» PASSAGE GIVEN:
<<<<
- Born: 12 August 1876 Berlin, German Empire
- Died: 25 November 1947 (aged 71) Oxford, England
- Education: University of Freiburg University of Strasbourg LMU Munich (PhD, 1897)
- Known for: Kuczynski rates, figures on the extent of the slave trade
- Scientific career
- Fields: Economist, demographer
- Workplaces: Handelshochschule Berlin [de] Brookings Institution London School of Economics Colonial Office
- Doctoral advisor: Lujo Brentano

= Robert René Kuczynski =

German economist, demographer, and one of the founders of modern vital statistics

Robert René Kuczynski (1876–1947) was a left-wing German economist and demographer and is said to be one of the founders of modern vital statistics.

==Early life==
His father Wilhelm was a successful banker; his mother Lucy (née Brandeis) a progressive thinker who grew up in Paris in exile among French and German intellectuals. Robert married Berta Gradenwitz in 1903. Berta's father was a successful property developer and estate agent in Berlin. Against this wealthy family background, Robert took a decidedly different path as an academic who allied himself with the working class. René studied at the universities of Freiburg, Strasbourg and Munich where completed his doctoral dissertation in 1897 under Lujo Brentano.
>>>>
» WRITTEN PROBLEM A: Transcribe the part of the Kuczynski biography starting with "German economist, demographer, and" and going on through "under Lujo Brentano.".
» WRITTEN PROBLEM B: Using the Kuczynski biography, say whether each statement agrees with it, answering yes or no and quoting the words that decide it: (i) Kuczynski was born in Berlin. (ii) He married Berta Gradenwitz in 1910. (iii) His mother grew up in Paris.
» WRITTEN PROBLEM C: Resume the Kuczynski biography after its last sentence.
The data below has nothing to do with the Kuczynski biography.

» GIVEN DATA:
<<<<
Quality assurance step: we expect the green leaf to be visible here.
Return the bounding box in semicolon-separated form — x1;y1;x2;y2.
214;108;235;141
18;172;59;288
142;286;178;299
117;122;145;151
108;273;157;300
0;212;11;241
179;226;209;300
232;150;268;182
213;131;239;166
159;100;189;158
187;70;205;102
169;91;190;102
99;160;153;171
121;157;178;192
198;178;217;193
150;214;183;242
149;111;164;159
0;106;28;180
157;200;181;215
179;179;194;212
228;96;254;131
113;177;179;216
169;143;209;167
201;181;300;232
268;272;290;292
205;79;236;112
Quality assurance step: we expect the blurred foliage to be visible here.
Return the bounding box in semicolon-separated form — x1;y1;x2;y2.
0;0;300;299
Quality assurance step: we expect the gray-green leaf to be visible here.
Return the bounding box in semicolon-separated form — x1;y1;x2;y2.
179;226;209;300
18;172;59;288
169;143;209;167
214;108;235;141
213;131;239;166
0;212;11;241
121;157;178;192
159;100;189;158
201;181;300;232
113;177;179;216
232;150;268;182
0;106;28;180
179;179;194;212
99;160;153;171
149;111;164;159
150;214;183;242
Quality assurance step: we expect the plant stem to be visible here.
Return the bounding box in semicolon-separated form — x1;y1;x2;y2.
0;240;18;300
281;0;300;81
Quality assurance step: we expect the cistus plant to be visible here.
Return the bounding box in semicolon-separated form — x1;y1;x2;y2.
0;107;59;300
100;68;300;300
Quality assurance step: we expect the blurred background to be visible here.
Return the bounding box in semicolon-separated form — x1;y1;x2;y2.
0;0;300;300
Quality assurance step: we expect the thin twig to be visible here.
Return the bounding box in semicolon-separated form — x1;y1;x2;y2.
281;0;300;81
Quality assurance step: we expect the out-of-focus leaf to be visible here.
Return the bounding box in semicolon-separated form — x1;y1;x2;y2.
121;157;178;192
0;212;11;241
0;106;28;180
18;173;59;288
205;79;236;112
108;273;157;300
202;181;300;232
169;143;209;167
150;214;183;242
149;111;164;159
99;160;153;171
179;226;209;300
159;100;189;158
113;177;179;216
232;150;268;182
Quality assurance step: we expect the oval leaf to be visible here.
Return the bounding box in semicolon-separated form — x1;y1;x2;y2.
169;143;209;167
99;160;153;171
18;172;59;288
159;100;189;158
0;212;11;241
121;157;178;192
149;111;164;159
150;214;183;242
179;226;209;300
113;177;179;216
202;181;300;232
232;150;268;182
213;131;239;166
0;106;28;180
>>>>
» TASK RESULT A:
German economist, demographer, and one of the founders of modern vital statistics

Robert René Kuczynski (1876–1947) was a left-wing German economist and demographer and is said to be one of the founders of modern vital statistics.

==Early life==
His father Wilhelm was a successful banker; his mother Lucy (née Brandeis) a progressive thinker who grew up in Paris in exile among French and German intellectuals. Robert married Berta Gradenwitz in 1903. Berta's father was a successful property developer and estate agent in Berlin. Against this wealthy family background, Robert took a decidedly different path as an academic who allied himself with the working class. René studied at the universities of Freiburg, Strasbourg and Munich where completed his doctoral dissertation in 1897 under Lujo Brentano.

» TASK RESULT B:
(i) Yes: "Born: 12 August 1876 Berlin, German Empire"
(ii) No: "Robert married Berta Gradenwitz in 1903."
(iii) Yes: "grew up in Paris in exile among French and German intellectuals"

» TASK RESULT C:
==Career==
He moved to the United States in 1899 for an internship at the United States Census Bureau and then worked at the US Bureau of Labor Statistics. During this time, he cultivated contacts with people like Eugene V. Debs. He returned to Germany in late 1903, and In 1904 he became director of the Statistical Office in Elberfeld and in 1906 took the same position in Berlin-Schöneberg. He became a strong supporter of the Social Democratic Party of Germany and knew many of its leaders personally.

He studied rent and income in Berlin before the First World War and found that 600,000 people lived in flats which house five or more people per room.

In 1926, Kuczynski chaired the Kuczynski Committee, working with the German League for Human Rights, which organized the campaign for a referendum on the expropriation of the Prussian landed aristocracy during the Weimar Republic.

In 1928 he led the German delegation to the tenth anniversary of the Russian Revolution.

In 1933, after Hitler had come to power, Kuczynski left Germany and went with around 20,000 books (half of the large family library) to Great Britain. There he lectured at the London School of Economics and became an adviser for the British Colonial Office. His most noted work was in the 1930s when he published figures on the extent of the slave trade between Africa and the Americas over the preceding three centuries. His figure of 15 million slaves became widely used by other researchers, but is no longer thought to be correct.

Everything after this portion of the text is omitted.